There is a tendency for people - no doubt including a number of doctors wishing to justify their own unfortunate condition - to glorify the circumcised state and claim that there are "hygiene" benefits to having a dry penis, less "infections" and such. And to a very minor extent, that may be true, though of course, it makes much more
sense to take more definite measures to avoid such infections, particularly the sexually-transmitted ones (STDs).
One variant of these "enthusiasts" are those who enjoy the appearance
and supposed "benefits" of being circumcised, by a practice of keeping their foreskin permanently retracted - it is possible with due persistence.
To the contrary, it can be pointed out that the underneath of the foreskin and glans is essentially mucous membrane - like the inside of the mouth and of course, the corresponding area within a woman's vulva - which is entirely adapted for remaining moist and indeed, is actually "washed" by the urine (and other secretions) which as it comes out, is in fact perfectly clean and sterile under normal circumstances.

### The data

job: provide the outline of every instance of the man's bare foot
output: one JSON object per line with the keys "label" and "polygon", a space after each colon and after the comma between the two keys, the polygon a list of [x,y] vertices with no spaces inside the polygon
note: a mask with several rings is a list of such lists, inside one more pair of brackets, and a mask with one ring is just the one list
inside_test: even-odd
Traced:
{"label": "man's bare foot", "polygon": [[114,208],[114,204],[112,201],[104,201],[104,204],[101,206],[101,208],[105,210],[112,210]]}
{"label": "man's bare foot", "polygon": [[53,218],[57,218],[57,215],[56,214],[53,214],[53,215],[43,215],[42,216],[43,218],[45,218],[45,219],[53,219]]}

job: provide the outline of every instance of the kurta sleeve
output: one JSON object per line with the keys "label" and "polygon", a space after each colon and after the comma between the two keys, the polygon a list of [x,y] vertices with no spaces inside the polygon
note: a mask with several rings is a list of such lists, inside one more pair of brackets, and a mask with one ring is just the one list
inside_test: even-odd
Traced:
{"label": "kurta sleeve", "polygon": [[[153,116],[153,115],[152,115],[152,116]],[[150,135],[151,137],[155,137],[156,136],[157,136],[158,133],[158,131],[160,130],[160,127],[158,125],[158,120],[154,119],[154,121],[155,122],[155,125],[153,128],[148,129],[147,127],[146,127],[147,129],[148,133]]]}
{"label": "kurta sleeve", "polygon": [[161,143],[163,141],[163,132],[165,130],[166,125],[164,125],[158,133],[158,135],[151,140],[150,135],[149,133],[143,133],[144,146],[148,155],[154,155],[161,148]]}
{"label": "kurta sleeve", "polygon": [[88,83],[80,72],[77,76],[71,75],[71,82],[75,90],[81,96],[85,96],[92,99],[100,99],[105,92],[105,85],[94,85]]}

### What is expected
Update the circumcision text starting with "To the contrary, it" and going on through "under normal circumstances.", replacing "sterile" with "germ-free".

### Task result
To the contrary, it can be pointed out that the underneath of the foreskin and glans is essentially mucous membrane - like the inside of the mouth and of course, the corresponding area within a woman's vulva - which is entirely adapted for remaining moist and indeed, is actually "washed" by the urine (and other secretions) which as it comes out, is in fact perfectly clean and germ-free under normal circumstances.